Texto de la página:
--
Para el que no lo sepa, la ciudad de Malaca es Patrimonio Cultural de la Humanidad, por su rica Historia, Tradición, Arquitectura, Artesanía, etc.
Esta tierra fue invadida y colonizada por chinos, portugueses, holandeses, británicos, japoneses y por todo aquel gentilicio que haya estado de paso por esta zona. Incluso, hace unos años los Mc Donals, los Starbucks, los Burguer King, etc., también han invadido a Malaca, encabezados por sus generales los centros comerciales (mall). Ya el número de mall se acerca al número de palmas.
El fin de semana que visitamos a Malaca coincidió con los días feriados de Malasia por sus Fiestas Patrias y también con los feriados de Singapur que también cumple años de fundación. Eso significó que buena parte de los millones de habitantes de Malasia estuvieran en las calles de Malaca y también millones de singapurenses que sólo tienen que tomar un bus y en 4 horas ya están en esa ciudad Patrimonio Cultural, a través de un puente que se construyó desde la Isla de Singapur a la Península de Indochina.
Un enorme y cómodo hotel nos recibió, pero poco estuvimos en él. Había que gastarse el tiempo en disfrutar la maravillosa ciudad.
Lo primero que me impresionó fue escuchar música latina en las radios. Incluso disfruté de un bolero de vieja trova cubana cantado por una malaya y en su idioma. En serio, es una vivencia muy extraña.
--
Material mostrado:
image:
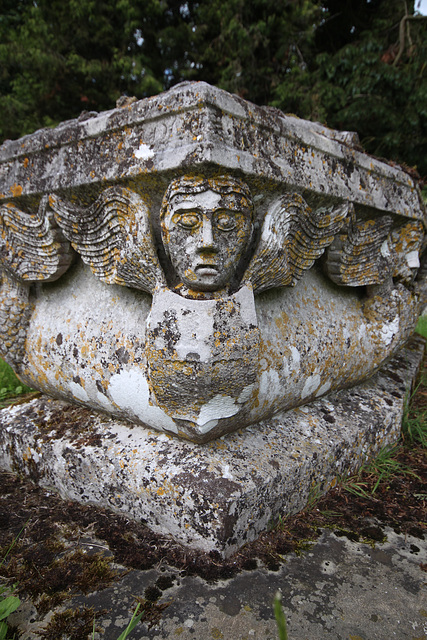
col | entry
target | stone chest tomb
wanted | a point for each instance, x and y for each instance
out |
(197, 265)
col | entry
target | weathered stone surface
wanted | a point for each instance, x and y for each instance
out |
(221, 494)
(298, 254)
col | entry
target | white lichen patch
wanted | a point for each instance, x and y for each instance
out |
(311, 385)
(144, 152)
(218, 407)
(78, 391)
(389, 330)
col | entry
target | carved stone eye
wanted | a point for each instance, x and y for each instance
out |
(189, 220)
(226, 221)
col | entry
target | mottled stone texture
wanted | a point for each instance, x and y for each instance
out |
(222, 494)
(196, 264)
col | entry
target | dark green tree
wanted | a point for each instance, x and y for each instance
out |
(368, 74)
(351, 64)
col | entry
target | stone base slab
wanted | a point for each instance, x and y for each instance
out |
(222, 494)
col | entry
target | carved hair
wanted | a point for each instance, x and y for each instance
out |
(222, 185)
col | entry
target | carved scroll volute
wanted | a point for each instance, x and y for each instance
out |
(32, 249)
(361, 254)
(114, 237)
(293, 237)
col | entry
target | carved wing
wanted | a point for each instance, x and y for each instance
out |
(114, 237)
(406, 243)
(31, 246)
(361, 255)
(293, 236)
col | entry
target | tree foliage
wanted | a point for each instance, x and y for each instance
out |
(352, 64)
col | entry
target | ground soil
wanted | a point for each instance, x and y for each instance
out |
(48, 564)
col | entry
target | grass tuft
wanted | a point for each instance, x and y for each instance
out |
(10, 385)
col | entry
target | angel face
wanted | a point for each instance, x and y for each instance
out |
(205, 233)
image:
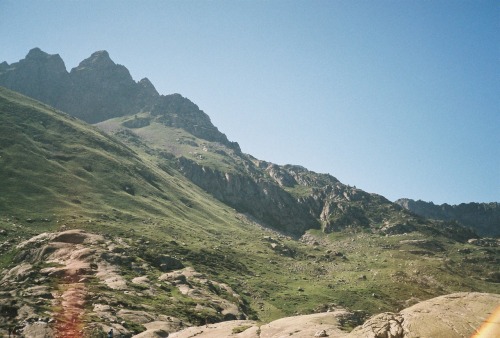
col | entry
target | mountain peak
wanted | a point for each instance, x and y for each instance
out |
(99, 60)
(36, 53)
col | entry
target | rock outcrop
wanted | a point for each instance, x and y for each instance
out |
(77, 275)
(99, 89)
(483, 218)
(455, 315)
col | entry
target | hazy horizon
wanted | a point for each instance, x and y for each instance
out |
(397, 98)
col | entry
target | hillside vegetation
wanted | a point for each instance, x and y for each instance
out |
(154, 216)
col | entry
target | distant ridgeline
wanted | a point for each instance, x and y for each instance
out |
(289, 198)
(484, 218)
(98, 89)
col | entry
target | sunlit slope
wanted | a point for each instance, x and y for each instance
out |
(53, 163)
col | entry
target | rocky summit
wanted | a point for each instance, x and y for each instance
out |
(124, 209)
(484, 218)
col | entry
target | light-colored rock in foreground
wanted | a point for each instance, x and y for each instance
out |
(450, 316)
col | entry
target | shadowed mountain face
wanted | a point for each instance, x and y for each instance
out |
(288, 198)
(98, 89)
(483, 218)
(154, 221)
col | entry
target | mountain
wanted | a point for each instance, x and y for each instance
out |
(153, 220)
(483, 218)
(98, 89)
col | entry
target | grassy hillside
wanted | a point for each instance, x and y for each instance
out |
(57, 173)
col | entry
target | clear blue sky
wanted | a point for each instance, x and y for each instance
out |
(400, 98)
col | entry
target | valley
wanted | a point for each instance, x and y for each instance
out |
(151, 222)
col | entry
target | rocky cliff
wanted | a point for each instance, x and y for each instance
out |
(99, 89)
(484, 218)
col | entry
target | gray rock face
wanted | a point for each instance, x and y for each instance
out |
(99, 89)
(483, 218)
(39, 75)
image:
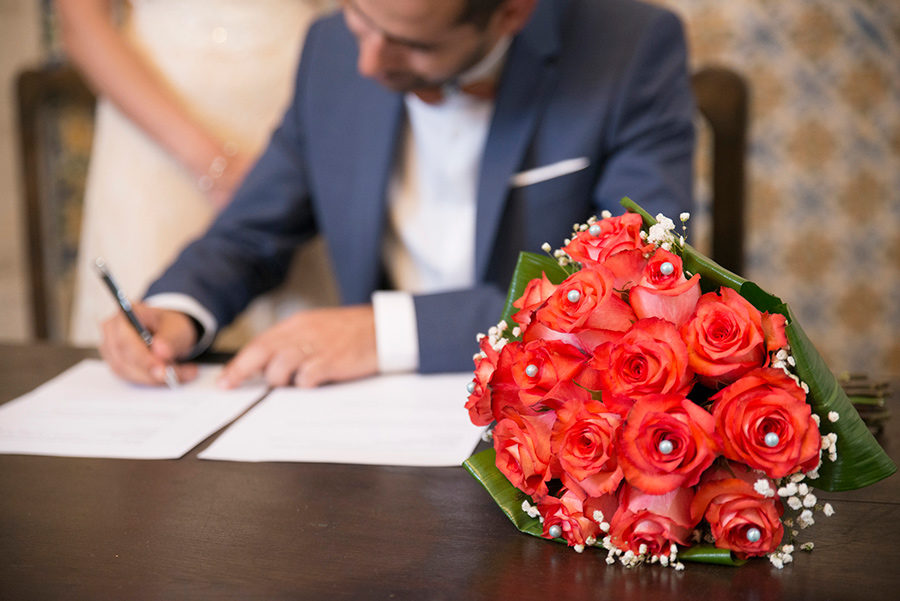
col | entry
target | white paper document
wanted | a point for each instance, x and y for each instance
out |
(88, 412)
(415, 420)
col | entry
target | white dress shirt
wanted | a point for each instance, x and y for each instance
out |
(429, 244)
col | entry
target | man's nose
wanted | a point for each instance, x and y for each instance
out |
(374, 55)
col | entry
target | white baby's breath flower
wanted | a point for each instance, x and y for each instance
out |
(788, 490)
(805, 520)
(764, 487)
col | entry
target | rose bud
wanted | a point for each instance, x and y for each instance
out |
(765, 422)
(663, 291)
(650, 358)
(653, 521)
(479, 401)
(583, 440)
(584, 304)
(665, 443)
(564, 518)
(740, 518)
(536, 292)
(727, 337)
(522, 444)
(606, 238)
(527, 371)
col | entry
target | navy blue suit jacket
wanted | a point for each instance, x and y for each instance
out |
(606, 80)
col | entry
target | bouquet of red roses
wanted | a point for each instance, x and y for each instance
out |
(651, 403)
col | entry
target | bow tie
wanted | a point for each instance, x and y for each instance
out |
(483, 90)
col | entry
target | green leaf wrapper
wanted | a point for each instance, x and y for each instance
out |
(860, 459)
(483, 468)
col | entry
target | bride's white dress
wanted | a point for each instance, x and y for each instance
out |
(232, 63)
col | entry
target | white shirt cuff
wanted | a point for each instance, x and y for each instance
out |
(396, 333)
(189, 306)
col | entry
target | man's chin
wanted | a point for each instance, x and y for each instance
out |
(403, 85)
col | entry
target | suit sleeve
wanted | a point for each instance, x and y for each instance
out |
(248, 248)
(650, 143)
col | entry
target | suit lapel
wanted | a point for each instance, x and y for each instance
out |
(527, 79)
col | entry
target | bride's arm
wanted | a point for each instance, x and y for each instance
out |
(117, 72)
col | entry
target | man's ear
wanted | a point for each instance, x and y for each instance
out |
(511, 16)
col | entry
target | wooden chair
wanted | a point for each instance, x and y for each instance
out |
(55, 109)
(722, 99)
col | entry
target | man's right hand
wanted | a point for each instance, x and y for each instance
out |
(130, 358)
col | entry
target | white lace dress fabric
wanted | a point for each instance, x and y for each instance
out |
(232, 63)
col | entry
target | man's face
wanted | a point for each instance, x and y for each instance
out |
(409, 44)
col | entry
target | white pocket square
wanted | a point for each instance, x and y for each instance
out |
(540, 174)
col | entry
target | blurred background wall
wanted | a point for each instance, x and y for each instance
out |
(823, 209)
(823, 206)
(20, 46)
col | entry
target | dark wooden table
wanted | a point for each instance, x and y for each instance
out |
(192, 529)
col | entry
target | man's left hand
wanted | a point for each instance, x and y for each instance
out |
(310, 348)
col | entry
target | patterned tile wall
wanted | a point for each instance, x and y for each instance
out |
(823, 212)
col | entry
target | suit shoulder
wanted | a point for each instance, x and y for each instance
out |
(616, 14)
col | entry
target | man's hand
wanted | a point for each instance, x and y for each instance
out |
(310, 348)
(125, 352)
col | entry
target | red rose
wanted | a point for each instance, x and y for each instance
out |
(626, 267)
(727, 337)
(522, 444)
(583, 441)
(741, 519)
(606, 238)
(765, 422)
(650, 358)
(527, 371)
(663, 291)
(653, 522)
(586, 301)
(567, 513)
(479, 400)
(666, 443)
(536, 292)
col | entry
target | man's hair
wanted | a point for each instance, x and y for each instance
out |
(478, 12)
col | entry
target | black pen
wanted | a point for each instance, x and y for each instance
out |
(125, 305)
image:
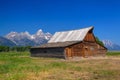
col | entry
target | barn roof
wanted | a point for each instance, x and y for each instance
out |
(58, 44)
(66, 38)
(73, 35)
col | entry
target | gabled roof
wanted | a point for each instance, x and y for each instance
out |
(58, 44)
(73, 35)
(66, 38)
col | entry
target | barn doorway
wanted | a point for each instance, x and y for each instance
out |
(68, 52)
(86, 52)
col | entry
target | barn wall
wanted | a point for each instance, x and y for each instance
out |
(48, 52)
(85, 49)
(89, 37)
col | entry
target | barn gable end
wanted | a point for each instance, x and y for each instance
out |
(69, 44)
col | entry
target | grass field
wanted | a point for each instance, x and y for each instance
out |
(20, 66)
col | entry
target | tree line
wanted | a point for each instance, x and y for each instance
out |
(15, 48)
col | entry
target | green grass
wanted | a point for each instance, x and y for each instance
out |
(113, 53)
(20, 66)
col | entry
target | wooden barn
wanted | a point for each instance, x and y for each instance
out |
(70, 44)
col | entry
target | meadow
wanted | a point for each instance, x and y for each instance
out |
(20, 66)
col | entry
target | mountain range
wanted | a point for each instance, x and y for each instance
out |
(27, 39)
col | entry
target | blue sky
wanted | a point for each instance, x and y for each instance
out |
(61, 15)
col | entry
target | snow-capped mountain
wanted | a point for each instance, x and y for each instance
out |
(6, 42)
(25, 38)
(110, 45)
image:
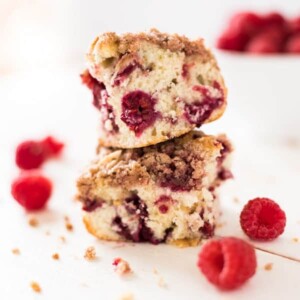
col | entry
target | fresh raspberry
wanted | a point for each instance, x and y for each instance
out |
(262, 219)
(274, 19)
(246, 22)
(242, 26)
(262, 44)
(231, 40)
(294, 25)
(293, 44)
(32, 154)
(31, 190)
(227, 263)
(52, 146)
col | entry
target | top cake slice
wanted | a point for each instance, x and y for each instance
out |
(151, 87)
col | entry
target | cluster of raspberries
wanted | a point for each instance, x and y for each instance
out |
(31, 189)
(227, 262)
(261, 33)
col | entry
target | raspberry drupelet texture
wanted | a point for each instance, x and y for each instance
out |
(227, 263)
(262, 219)
(32, 154)
(31, 190)
(143, 86)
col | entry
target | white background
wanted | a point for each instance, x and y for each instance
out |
(41, 55)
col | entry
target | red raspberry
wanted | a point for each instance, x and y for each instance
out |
(293, 44)
(242, 26)
(274, 19)
(231, 40)
(262, 44)
(31, 190)
(32, 154)
(246, 22)
(294, 25)
(52, 146)
(227, 263)
(138, 111)
(262, 219)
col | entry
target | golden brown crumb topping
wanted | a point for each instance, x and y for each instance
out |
(111, 45)
(90, 253)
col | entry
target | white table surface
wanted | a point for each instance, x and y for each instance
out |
(53, 101)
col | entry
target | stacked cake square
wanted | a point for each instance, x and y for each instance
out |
(155, 177)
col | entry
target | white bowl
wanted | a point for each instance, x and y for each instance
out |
(264, 91)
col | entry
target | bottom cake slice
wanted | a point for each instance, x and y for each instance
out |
(166, 193)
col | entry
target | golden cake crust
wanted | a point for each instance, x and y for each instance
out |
(110, 44)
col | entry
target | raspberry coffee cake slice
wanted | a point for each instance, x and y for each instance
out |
(151, 87)
(159, 194)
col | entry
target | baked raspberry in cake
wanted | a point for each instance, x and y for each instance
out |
(151, 87)
(166, 193)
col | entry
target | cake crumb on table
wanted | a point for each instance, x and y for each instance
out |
(90, 253)
(127, 296)
(16, 251)
(35, 287)
(55, 256)
(160, 280)
(33, 222)
(268, 267)
(62, 239)
(122, 267)
(68, 224)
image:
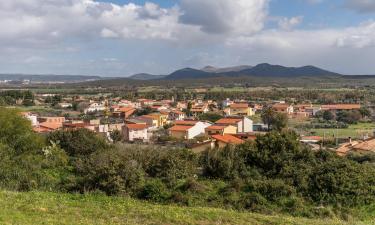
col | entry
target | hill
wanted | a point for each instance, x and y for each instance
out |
(189, 73)
(65, 209)
(260, 70)
(212, 69)
(269, 70)
(146, 76)
(49, 78)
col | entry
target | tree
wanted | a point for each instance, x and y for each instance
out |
(365, 112)
(274, 120)
(267, 116)
(188, 109)
(328, 115)
(116, 136)
(78, 143)
(280, 121)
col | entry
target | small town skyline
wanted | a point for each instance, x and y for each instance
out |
(125, 37)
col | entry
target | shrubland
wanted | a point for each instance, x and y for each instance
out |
(274, 174)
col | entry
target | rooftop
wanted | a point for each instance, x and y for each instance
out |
(229, 139)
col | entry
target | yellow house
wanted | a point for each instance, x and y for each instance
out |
(159, 120)
(180, 132)
(221, 130)
(240, 109)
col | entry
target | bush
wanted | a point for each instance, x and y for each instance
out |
(155, 190)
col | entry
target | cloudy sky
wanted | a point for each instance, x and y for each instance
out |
(123, 37)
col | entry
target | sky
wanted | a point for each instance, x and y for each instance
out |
(125, 37)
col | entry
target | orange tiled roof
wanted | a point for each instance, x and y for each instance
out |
(342, 106)
(151, 116)
(280, 106)
(125, 109)
(229, 139)
(215, 127)
(178, 112)
(180, 128)
(239, 105)
(52, 126)
(186, 122)
(136, 126)
(228, 121)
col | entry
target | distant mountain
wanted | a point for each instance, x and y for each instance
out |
(189, 73)
(261, 70)
(211, 69)
(48, 78)
(146, 76)
(269, 70)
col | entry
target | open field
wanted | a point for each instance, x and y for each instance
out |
(48, 208)
(354, 131)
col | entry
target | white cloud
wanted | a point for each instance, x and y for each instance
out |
(289, 23)
(363, 6)
(44, 32)
(225, 16)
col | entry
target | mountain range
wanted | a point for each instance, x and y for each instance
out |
(260, 70)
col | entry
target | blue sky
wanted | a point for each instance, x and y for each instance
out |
(123, 37)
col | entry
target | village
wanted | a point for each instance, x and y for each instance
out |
(196, 124)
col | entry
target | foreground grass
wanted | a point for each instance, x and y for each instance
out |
(65, 209)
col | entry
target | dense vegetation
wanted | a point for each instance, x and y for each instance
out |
(274, 174)
(13, 97)
(68, 209)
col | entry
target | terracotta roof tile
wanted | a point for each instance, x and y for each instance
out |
(186, 122)
(215, 127)
(136, 126)
(228, 121)
(180, 128)
(229, 139)
(239, 105)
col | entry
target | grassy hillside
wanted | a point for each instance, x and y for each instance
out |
(48, 208)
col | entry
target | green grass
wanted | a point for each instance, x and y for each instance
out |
(66, 209)
(354, 131)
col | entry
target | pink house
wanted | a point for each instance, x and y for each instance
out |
(134, 132)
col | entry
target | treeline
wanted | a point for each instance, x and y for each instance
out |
(13, 97)
(293, 96)
(275, 173)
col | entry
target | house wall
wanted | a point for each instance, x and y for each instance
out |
(198, 129)
(230, 130)
(247, 125)
(136, 135)
(178, 134)
(203, 147)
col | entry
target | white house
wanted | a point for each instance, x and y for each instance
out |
(188, 130)
(133, 132)
(176, 115)
(243, 124)
(95, 107)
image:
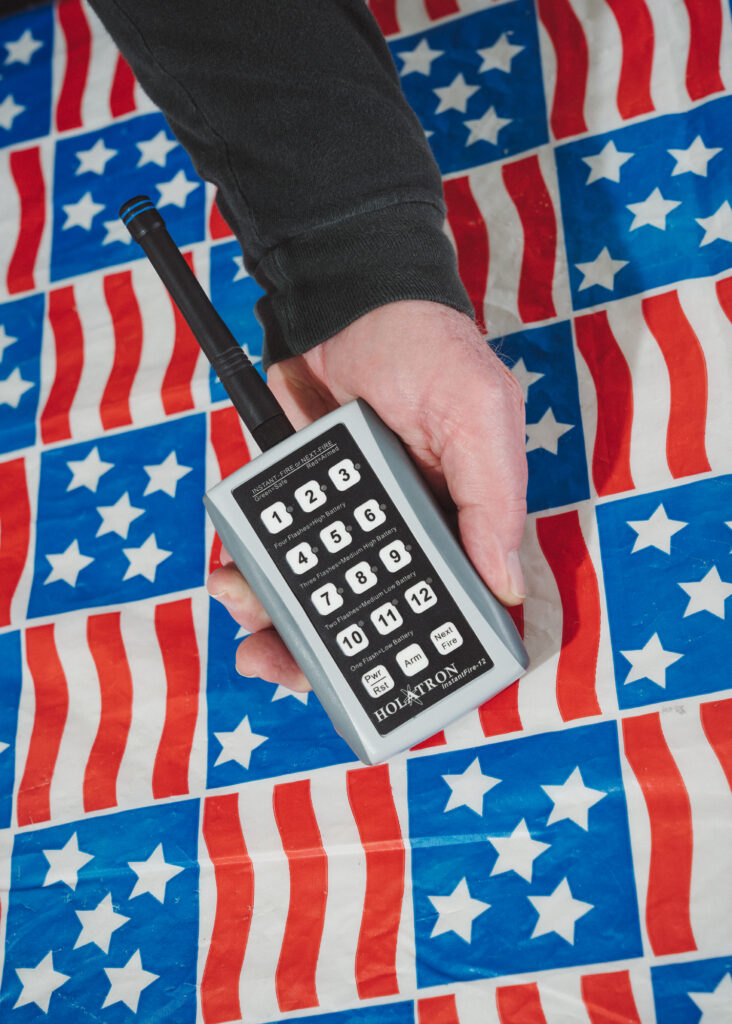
--
Consigna:
Contesta según el texto sobre Malaca:
1. ¿Qué reconocimiento tiene la ciudad de Malaca?
2. ¿Cuántas horas de bus necesitan los singapurenses para llegar a Malaca?
3. ¿Qué música se oía en las radios?

Respuesta completa:
1. Es Patrimonio Cultural de la Humanidad.
2. Cuatro horas.
3. Música latina.